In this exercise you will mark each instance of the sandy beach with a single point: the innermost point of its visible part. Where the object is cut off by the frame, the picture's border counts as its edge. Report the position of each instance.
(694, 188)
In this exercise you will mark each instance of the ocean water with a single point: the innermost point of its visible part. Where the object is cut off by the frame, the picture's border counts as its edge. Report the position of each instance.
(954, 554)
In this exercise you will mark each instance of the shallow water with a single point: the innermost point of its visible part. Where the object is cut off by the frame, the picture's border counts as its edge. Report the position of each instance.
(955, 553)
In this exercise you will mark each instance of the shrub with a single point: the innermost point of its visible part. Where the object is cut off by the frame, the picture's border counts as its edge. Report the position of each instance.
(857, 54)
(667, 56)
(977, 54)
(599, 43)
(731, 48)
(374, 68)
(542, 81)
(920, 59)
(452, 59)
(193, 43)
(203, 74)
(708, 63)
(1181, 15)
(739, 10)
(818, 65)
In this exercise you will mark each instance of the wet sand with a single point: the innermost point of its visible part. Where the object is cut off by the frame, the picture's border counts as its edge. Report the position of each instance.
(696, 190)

★ ★ ★ ★ ★ ★ ★

_THE TASK_
Reproduce every record, making sure each one stays exactly the same.

_REPLY TO THE TASK_
In this exercise you will mark each instance of the sandy beach with a single point: the innermost point of its visible part. Where the object is cut off by the frame, the picture's border counts as its edge. Report the position of each instance.
(694, 188)
In this exercise you will mark each instance of the ocean water with a single point: the innermost point of its visible part. Where the object is cut off by the frame, the picture's border counts as its edge. Report the position of each instance.
(954, 554)
In this exercise you will mark each instance of the shallow water with a single point: the innermost point of its visible part. Where the object is cut off by the frame, the picture's border counts as its edge. Report the position of each instance.
(955, 553)
In this exercise you will mark each instance of the shrub with a single point: the innermost point of its visible part. Where the object is cut off by the frame, the picture's border counts as its edge. Report the position of each instance.
(857, 54)
(667, 56)
(977, 54)
(599, 43)
(731, 48)
(374, 68)
(542, 81)
(920, 59)
(452, 59)
(193, 43)
(203, 74)
(708, 63)
(1181, 15)
(739, 10)
(818, 65)
In this exercise you will mark each instance of the wet sand with a single point: the innermost point of its visible part. Where the object is cut off by the frame, the picture's border counts as its edge. Report the position of each instance.
(696, 190)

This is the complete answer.